Brief » Gather every line of the records below that contains the word "dark". Case counts.

++++ Given entries

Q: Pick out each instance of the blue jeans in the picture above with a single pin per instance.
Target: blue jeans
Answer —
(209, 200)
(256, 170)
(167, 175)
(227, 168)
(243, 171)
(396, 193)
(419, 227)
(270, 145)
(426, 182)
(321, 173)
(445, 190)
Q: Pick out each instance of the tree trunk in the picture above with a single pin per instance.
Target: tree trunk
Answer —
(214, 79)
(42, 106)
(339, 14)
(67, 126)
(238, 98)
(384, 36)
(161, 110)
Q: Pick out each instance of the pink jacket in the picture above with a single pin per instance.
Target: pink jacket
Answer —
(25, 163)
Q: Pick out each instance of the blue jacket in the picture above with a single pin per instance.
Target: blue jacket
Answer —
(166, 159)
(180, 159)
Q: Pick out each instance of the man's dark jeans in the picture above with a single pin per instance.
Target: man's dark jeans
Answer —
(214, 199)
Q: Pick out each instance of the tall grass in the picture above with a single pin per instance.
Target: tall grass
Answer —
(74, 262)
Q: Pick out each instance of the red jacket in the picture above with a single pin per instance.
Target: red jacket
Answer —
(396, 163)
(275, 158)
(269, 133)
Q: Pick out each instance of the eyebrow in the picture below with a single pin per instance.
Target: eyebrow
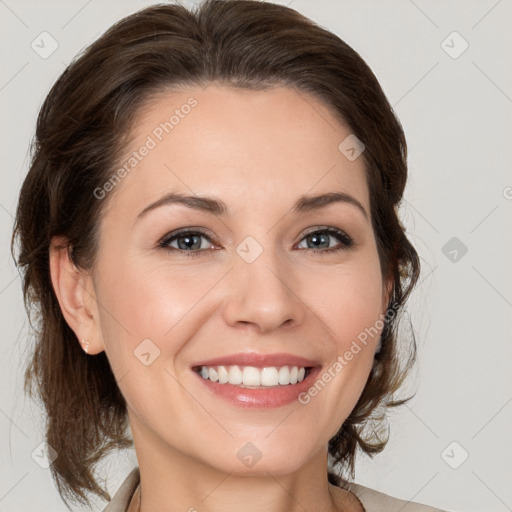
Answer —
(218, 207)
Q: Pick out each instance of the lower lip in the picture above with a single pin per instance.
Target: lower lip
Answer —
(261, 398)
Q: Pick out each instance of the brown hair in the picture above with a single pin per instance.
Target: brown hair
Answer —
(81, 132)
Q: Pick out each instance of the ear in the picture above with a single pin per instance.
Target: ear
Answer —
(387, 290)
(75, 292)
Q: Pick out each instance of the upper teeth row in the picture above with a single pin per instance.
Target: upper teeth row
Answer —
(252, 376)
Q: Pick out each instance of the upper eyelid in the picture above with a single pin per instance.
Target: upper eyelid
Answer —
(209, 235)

++++++++
++++ Given entries

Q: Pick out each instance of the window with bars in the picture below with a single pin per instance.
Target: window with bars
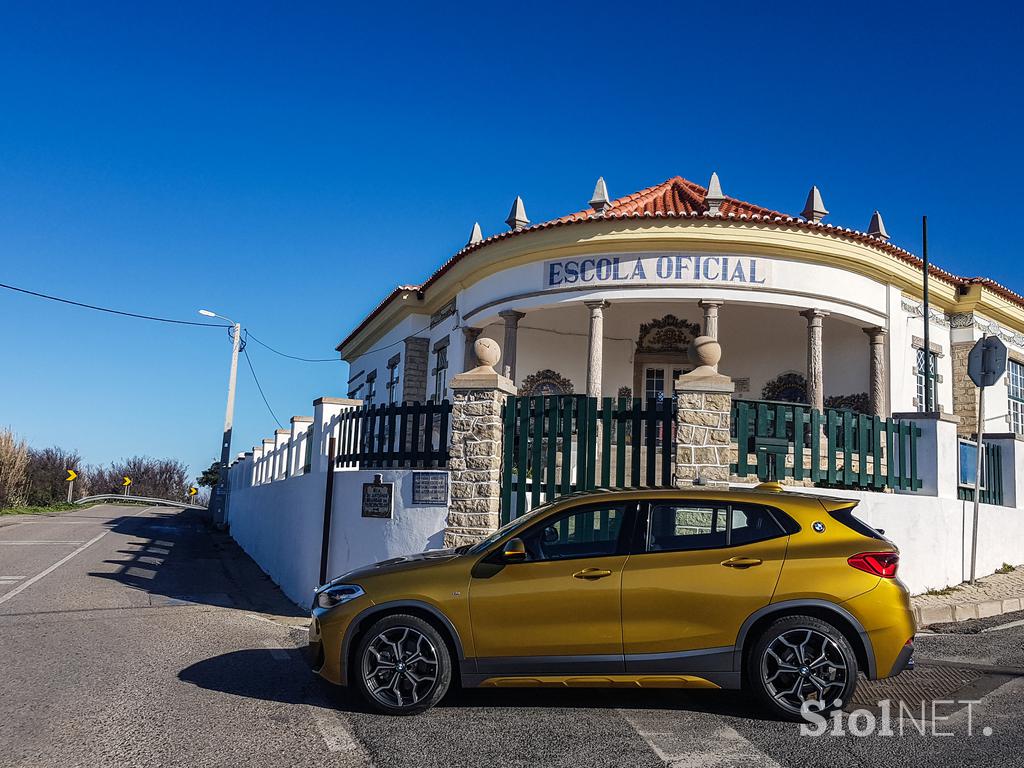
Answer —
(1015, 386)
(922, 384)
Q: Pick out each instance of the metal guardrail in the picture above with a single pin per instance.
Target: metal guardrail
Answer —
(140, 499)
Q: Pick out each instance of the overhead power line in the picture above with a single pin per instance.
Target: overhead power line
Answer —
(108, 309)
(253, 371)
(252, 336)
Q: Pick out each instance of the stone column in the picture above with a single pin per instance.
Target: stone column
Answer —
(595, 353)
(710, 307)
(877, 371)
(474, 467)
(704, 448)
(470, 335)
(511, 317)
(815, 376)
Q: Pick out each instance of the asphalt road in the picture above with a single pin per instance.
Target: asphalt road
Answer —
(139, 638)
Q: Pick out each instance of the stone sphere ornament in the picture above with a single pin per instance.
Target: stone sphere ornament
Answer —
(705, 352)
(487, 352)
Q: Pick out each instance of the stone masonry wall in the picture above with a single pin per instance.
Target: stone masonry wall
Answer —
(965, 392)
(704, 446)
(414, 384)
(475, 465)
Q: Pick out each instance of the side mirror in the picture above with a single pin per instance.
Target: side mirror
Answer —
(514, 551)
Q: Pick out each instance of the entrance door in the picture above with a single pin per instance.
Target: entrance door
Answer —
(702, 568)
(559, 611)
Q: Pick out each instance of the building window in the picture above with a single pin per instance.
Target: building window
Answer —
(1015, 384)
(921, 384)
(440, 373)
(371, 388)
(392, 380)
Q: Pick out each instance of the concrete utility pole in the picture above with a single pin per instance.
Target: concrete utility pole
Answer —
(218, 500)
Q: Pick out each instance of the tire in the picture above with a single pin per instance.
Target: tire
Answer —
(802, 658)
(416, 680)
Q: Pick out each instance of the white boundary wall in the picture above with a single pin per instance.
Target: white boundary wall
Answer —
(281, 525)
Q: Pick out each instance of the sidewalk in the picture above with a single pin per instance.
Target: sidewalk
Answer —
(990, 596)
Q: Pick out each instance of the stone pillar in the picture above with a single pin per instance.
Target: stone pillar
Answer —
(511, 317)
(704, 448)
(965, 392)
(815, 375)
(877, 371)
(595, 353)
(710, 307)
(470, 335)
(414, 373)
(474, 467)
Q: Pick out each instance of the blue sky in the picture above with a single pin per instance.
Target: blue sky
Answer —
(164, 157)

++++++++

Solution for this task »
Q: Pick out each instance of the man's dark jeans in the picture above with a single pin per instance.
Target: man's dark jeans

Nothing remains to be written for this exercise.